### What this task involves:
In the honeybee article, copy the passage from "Giant ‘murder hornets’" to "another defense: screaming." word for word.

Giant ‘murder hornets’ can decimate honeybees. This is how screaming helps their defense
When Vespa soror – giant hornets found in parts of Asia – attack a honeybee hive, they kill as many bees as possible, decapitating them and scouring the hive to harvest their young.
To protect their hives from such a catastrophe, some species of honeybees have developed an arsenal of defensive techniques. They may forage for other animals’ feces and place it at their nest’s entrance to repel predators, a tactic called “fecal spotting.” Or, in a technique known as “balling,” a cluster of honeybees may engulf a hornet, vibrate their flight muscles and produce enough heat to kill the enemy.
Now, a new study published in Royal Society Open Science says honeybees have another defense: screaming.
More precisely, the bees in the study produced a noise known as an “antipredator pipe” – not something that comes out of their mouths, but rather a sound they produce by vibrating their wings, raising their abdomens and exposing a gland used to release a certain kind of pheromone.

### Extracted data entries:
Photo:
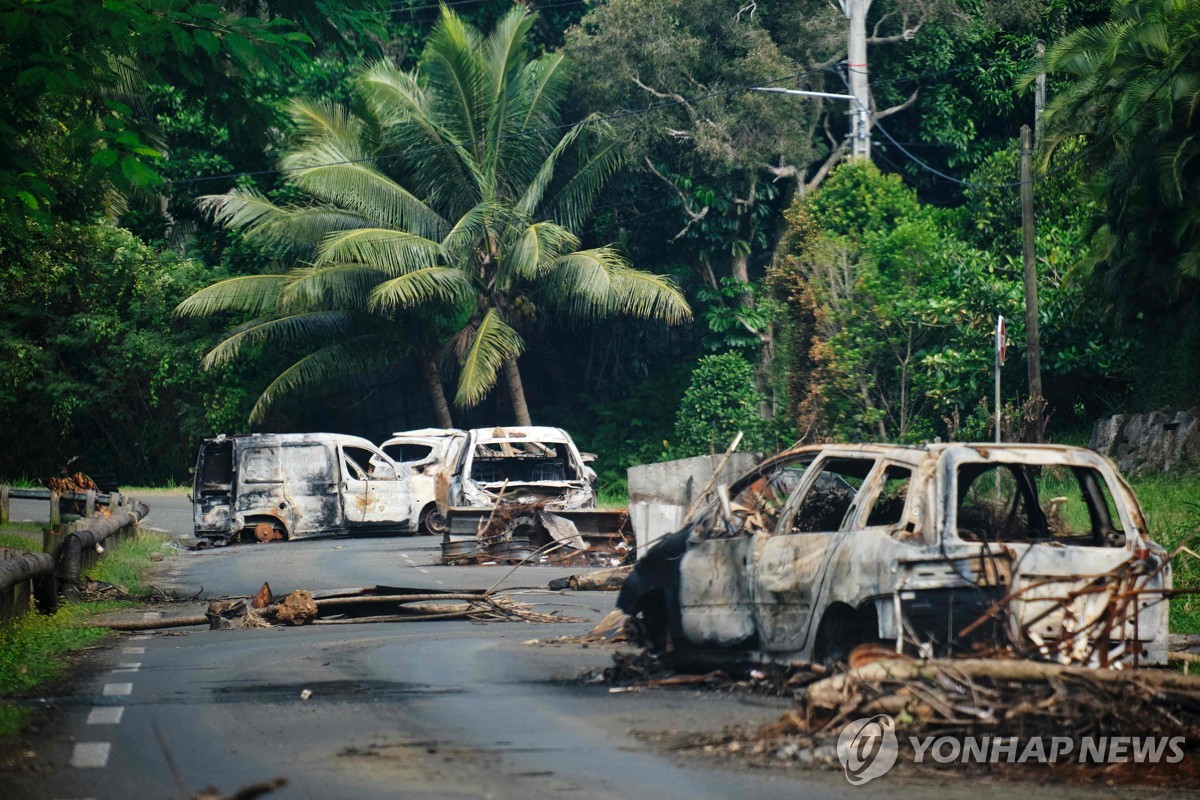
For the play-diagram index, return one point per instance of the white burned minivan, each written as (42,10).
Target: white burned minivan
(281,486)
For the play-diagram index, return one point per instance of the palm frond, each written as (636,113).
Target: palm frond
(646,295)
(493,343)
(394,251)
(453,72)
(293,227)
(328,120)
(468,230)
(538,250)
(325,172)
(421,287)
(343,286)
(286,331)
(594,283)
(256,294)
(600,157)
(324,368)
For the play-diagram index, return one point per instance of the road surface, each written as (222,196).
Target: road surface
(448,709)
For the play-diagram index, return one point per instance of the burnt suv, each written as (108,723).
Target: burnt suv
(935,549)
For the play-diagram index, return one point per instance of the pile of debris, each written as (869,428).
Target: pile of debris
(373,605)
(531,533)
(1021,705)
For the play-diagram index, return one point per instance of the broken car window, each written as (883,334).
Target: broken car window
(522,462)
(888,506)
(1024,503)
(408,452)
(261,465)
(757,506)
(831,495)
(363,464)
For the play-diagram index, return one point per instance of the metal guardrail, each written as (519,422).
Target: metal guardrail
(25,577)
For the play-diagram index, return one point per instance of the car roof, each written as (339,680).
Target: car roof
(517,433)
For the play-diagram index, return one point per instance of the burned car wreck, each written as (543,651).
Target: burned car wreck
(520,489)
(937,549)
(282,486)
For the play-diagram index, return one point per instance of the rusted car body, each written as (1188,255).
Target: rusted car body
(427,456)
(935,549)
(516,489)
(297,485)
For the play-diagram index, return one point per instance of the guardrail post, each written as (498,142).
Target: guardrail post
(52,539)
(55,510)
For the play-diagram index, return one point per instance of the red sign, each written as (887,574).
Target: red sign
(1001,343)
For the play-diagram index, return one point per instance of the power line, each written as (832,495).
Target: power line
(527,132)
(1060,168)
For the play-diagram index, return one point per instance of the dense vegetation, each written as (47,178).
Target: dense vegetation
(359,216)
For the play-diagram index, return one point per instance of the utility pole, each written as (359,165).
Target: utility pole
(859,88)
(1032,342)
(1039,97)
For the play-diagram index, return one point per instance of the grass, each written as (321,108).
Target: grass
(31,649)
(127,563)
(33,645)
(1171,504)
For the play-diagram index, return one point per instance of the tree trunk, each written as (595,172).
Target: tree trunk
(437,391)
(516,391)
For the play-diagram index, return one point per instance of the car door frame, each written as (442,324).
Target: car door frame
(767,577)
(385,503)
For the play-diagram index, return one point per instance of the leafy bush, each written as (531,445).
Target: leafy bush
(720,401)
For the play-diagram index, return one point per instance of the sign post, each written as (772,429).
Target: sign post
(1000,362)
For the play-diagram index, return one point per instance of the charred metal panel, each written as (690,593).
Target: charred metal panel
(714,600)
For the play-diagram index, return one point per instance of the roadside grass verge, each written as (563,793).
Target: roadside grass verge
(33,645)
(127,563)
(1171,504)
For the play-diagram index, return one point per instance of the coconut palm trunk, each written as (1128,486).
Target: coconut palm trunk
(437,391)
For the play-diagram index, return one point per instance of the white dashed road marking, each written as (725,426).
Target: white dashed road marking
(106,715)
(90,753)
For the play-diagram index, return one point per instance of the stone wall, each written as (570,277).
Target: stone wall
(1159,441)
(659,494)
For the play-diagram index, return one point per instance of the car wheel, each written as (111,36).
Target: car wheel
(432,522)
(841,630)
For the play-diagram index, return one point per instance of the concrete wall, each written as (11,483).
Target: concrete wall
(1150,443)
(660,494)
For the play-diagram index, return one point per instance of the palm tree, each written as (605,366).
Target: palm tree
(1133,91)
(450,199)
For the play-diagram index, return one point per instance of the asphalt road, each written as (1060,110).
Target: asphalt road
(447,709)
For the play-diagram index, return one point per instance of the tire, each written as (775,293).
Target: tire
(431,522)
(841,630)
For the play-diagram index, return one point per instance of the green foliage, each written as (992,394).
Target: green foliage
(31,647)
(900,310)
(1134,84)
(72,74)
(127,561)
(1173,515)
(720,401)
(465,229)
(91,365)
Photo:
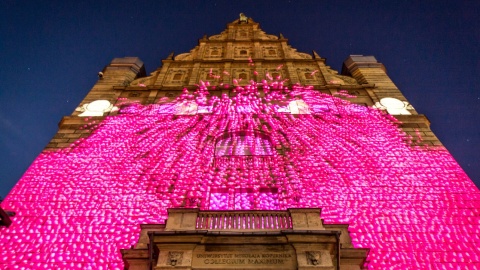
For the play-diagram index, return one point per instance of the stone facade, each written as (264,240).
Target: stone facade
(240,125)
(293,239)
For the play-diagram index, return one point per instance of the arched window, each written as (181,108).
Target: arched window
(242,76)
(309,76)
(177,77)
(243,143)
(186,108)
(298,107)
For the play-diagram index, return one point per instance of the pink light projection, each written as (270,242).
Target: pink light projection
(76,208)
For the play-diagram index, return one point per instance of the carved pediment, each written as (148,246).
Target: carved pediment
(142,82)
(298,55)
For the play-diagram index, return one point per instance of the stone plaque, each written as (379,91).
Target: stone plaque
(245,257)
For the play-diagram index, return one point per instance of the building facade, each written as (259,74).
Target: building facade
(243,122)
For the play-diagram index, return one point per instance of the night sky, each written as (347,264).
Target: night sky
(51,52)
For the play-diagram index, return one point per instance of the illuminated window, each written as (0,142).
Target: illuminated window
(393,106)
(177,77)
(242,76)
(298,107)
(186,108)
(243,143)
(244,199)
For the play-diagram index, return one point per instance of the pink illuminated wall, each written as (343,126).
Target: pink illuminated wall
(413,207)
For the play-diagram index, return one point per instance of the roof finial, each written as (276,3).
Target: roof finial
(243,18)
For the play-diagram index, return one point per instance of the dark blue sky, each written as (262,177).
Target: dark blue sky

### Solution to this task:
Giant ‘murder hornets’ can decimate honeybees. This is how screaming helps their defense
When Vespa soror – giant hornets found in parts of Asia – attack a honeybee hive, they kill as many bees as possible, decapitating them and scouring the hive to harvest their young.
To protect their hives from such a catastrophe, some species of honeybees have developed an arsenal of defensive techniques. They may forage for other animals’ feces and place it at their nest’s entrance to repel predators, a tactic called “fecal spotting.” Or, in a technique known as “balling,” a cluster of honeybees may engulf a hornet, vibrate their flight muscles and produce enough heat to kill the enemy.
Now, a new study published in Royal Society Open Science says honeybees have another defense: screaming.